[Stored items]
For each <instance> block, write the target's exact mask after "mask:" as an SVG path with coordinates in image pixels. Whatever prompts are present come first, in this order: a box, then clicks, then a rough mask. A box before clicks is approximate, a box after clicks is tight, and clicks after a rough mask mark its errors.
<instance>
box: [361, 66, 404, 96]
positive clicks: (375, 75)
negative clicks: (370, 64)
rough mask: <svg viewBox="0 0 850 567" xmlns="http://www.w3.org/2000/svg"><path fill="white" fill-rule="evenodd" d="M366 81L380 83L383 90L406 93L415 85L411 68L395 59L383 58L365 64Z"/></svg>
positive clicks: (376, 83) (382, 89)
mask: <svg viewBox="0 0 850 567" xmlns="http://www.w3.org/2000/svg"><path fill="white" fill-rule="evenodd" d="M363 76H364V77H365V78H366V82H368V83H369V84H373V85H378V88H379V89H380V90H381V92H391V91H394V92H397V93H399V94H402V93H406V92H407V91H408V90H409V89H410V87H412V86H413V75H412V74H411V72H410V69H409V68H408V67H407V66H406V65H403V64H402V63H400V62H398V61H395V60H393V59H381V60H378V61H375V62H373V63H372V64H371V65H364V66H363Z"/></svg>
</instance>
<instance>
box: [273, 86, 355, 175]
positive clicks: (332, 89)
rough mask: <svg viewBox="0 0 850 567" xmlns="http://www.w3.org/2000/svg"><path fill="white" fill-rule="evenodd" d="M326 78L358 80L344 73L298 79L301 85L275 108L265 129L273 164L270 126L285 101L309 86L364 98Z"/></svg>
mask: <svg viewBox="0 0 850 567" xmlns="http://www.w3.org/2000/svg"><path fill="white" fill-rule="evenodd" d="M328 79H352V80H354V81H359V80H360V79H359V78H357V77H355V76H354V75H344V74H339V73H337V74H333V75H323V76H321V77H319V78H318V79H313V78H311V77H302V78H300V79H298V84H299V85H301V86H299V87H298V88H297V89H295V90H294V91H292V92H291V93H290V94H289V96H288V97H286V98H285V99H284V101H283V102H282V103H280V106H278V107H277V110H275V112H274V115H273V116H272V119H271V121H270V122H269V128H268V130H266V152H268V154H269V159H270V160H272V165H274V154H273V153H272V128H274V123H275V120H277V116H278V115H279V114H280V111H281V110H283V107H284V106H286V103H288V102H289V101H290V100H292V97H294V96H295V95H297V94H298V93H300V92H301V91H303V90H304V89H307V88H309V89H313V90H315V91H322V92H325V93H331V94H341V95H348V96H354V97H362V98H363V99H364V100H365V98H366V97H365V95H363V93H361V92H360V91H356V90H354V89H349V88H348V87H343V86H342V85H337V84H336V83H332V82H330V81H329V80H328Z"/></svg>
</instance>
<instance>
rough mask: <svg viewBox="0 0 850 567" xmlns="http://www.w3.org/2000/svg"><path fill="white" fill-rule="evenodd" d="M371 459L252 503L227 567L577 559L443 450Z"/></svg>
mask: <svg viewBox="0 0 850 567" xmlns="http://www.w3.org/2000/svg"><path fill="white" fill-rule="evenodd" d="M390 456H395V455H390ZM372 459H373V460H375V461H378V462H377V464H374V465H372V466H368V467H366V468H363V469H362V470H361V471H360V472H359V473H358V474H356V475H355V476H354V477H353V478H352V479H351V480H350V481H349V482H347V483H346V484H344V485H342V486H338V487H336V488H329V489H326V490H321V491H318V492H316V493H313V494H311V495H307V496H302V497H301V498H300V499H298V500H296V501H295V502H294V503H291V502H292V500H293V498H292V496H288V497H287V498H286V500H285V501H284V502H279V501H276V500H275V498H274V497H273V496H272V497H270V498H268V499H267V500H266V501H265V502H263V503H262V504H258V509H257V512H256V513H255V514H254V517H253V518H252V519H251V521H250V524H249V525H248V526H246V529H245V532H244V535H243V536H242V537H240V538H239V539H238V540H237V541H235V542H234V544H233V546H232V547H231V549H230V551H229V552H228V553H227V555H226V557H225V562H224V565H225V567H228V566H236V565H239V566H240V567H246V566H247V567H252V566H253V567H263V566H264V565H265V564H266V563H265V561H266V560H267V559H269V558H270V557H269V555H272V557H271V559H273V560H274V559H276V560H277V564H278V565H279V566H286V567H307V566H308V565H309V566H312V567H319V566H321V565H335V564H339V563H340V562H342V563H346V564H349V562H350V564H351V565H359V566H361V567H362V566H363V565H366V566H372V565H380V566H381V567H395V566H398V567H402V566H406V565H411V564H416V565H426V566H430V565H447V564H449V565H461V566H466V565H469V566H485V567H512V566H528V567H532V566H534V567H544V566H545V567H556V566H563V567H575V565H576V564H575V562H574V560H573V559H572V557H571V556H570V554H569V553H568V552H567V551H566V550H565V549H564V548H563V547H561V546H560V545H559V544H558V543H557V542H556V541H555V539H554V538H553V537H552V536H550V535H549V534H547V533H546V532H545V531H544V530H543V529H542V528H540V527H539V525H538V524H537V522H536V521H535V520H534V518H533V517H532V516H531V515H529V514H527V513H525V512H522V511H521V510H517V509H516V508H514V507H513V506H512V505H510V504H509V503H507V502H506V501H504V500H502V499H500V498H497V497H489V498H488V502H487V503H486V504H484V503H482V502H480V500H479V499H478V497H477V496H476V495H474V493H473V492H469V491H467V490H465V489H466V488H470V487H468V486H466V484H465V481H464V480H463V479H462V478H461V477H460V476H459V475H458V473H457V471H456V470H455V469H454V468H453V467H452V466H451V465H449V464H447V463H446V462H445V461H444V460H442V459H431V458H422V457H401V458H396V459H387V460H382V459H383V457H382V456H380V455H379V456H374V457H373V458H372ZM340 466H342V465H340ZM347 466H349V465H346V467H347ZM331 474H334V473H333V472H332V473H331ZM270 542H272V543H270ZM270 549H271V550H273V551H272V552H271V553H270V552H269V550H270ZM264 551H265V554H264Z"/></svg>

> _ASSIGNMENT_
Write out every line of the material above word for word, without changing anything.

> _RESPONSE AREA_
For each <instance> block, write the target's exact mask after "mask:" as an SVG path with coordinates in image pixels. Whatever prompts are present come first, in this order: a box, then clicks, then a rough mask. A box before clicks is approximate, a box after clicks is tight, and clicks after a rough mask mark its errors.
<instance>
box: [361, 66, 404, 96]
positive clicks: (375, 75)
negative clicks: (370, 64)
rough mask: <svg viewBox="0 0 850 567" xmlns="http://www.w3.org/2000/svg"><path fill="white" fill-rule="evenodd" d="M366 81L380 83L383 90L406 93L415 85L411 68L395 59L383 58L365 64Z"/></svg>
positive clicks: (376, 83) (382, 89)
mask: <svg viewBox="0 0 850 567" xmlns="http://www.w3.org/2000/svg"><path fill="white" fill-rule="evenodd" d="M363 76H364V77H365V78H366V82H368V83H369V84H373V85H378V88H379V89H380V90H381V92H391V91H394V92H397V93H399V94H402V93H406V92H407V91H408V90H409V89H410V87H412V86H413V75H412V74H411V72H410V69H409V68H408V67H407V66H406V65H403V64H402V63H400V62H398V61H395V60H393V59H381V60H378V61H375V62H373V63H372V64H371V65H364V66H363Z"/></svg>
</instance>
<instance>
box: [273, 86, 355, 175]
positive clicks: (332, 89)
rough mask: <svg viewBox="0 0 850 567" xmlns="http://www.w3.org/2000/svg"><path fill="white" fill-rule="evenodd" d="M326 78L358 80L344 73L298 79L301 85L275 108L265 129L273 164L270 126L285 101L309 86L364 98Z"/></svg>
mask: <svg viewBox="0 0 850 567" xmlns="http://www.w3.org/2000/svg"><path fill="white" fill-rule="evenodd" d="M328 79H352V80H354V81H359V80H360V79H359V78H357V77H355V76H354V75H344V74H339V73H337V74H333V75H323V76H321V77H319V78H318V79H313V78H311V77H302V78H300V79H298V84H299V85H301V86H299V87H298V88H297V89H295V90H294V91H292V92H291V93H290V94H289V96H288V97H286V98H285V99H284V101H283V102H282V103H280V106H278V107H277V110H275V112H274V115H273V116H272V119H271V121H270V122H269V128H268V130H266V152H268V154H269V159H270V160H272V165H274V154H273V153H272V128H274V123H275V120H277V116H278V115H279V114H280V111H281V110H283V107H284V106H286V103H288V102H289V101H290V100H292V97H294V96H295V95H297V94H298V93H300V92H301V91H303V90H304V89H307V88H309V89H313V90H315V91H322V92H325V93H331V94H341V95H348V96H354V97H362V98H363V99H364V100H365V98H366V97H365V95H363V93H361V92H360V91H356V90H354V89H349V88H348V87H343V86H342V85H337V84H336V83H332V82H330V81H329V80H328Z"/></svg>
</instance>
<instance>
rough mask: <svg viewBox="0 0 850 567" xmlns="http://www.w3.org/2000/svg"><path fill="white" fill-rule="evenodd" d="M371 459L252 503L227 567L577 559L443 450Z"/></svg>
mask: <svg viewBox="0 0 850 567" xmlns="http://www.w3.org/2000/svg"><path fill="white" fill-rule="evenodd" d="M390 456H395V455H390ZM372 459H373V460H375V461H378V462H377V464H374V465H372V466H368V467H366V468H363V469H362V470H361V471H360V472H359V473H358V474H356V475H355V476H354V477H353V478H352V479H351V480H350V481H349V482H347V483H346V484H344V485H342V486H338V487H336V488H329V489H326V490H321V491H318V492H316V493H313V494H311V495H307V496H302V497H301V498H300V499H298V500H296V501H295V502H294V503H291V502H292V500H293V498H292V496H288V497H287V498H286V500H285V501H284V502H279V501H276V500H275V498H274V497H273V496H272V497H270V498H268V499H267V500H266V501H265V502H263V503H262V504H258V509H257V512H256V513H255V514H254V517H253V518H252V519H251V521H250V524H249V525H248V526H246V529H245V532H244V535H243V536H242V537H240V538H239V539H238V540H237V541H235V542H234V544H233V546H232V547H231V549H230V551H229V552H228V553H227V555H226V557H225V562H224V565H225V567H228V566H236V565H239V566H240V567H246V566H247V567H252V566H253V567H263V566H264V565H265V564H266V563H265V561H266V560H267V559H269V558H270V557H269V555H272V557H271V559H273V560H274V559H276V560H277V564H278V565H279V566H286V567H307V566H308V565H309V566H312V567H319V566H321V565H335V564H339V563H340V562H342V563H346V564H349V562H350V564H351V565H359V566H361V567H362V566H363V565H366V566H372V565H380V566H381V567H395V566H398V567H402V566H406V565H411V564H416V565H426V566H430V565H447V564H449V565H461V566H466V565H469V566H485V567H512V566H528V567H532V566H534V567H544V566H545V567H556V566H563V567H575V565H576V564H575V562H574V560H573V559H572V557H571V556H570V554H569V553H568V552H567V551H566V550H565V549H564V548H563V547H561V546H560V545H559V544H558V543H557V542H556V541H555V539H554V538H553V537H552V536H550V535H549V534H547V533H546V532H545V531H544V530H543V529H542V528H540V527H539V525H538V524H537V522H536V521H535V520H534V518H533V517H532V516H531V515H529V514H527V513H525V512H522V511H521V510H517V509H516V508H514V507H513V506H512V505H510V504H509V503H507V502H506V501H504V500H502V499H500V498H497V497H489V498H488V502H487V503H486V504H484V503H482V502H480V500H479V499H478V497H477V496H476V495H474V493H473V492H469V491H467V490H465V489H466V488H470V487H468V486H466V484H465V481H464V480H463V479H462V478H461V477H460V476H459V475H458V473H457V471H456V470H455V469H454V468H453V467H452V466H451V465H449V464H447V463H446V462H445V461H444V460H442V459H431V458H422V457H401V458H396V459H387V460H382V459H383V457H382V456H380V455H379V456H374V457H373V458H372ZM340 466H342V465H340ZM347 466H349V465H346V467H347ZM331 474H334V473H333V472H332V473H331ZM270 542H272V543H270ZM270 549H271V550H273V551H272V552H271V553H270V552H269V550H270ZM264 551H265V554H264Z"/></svg>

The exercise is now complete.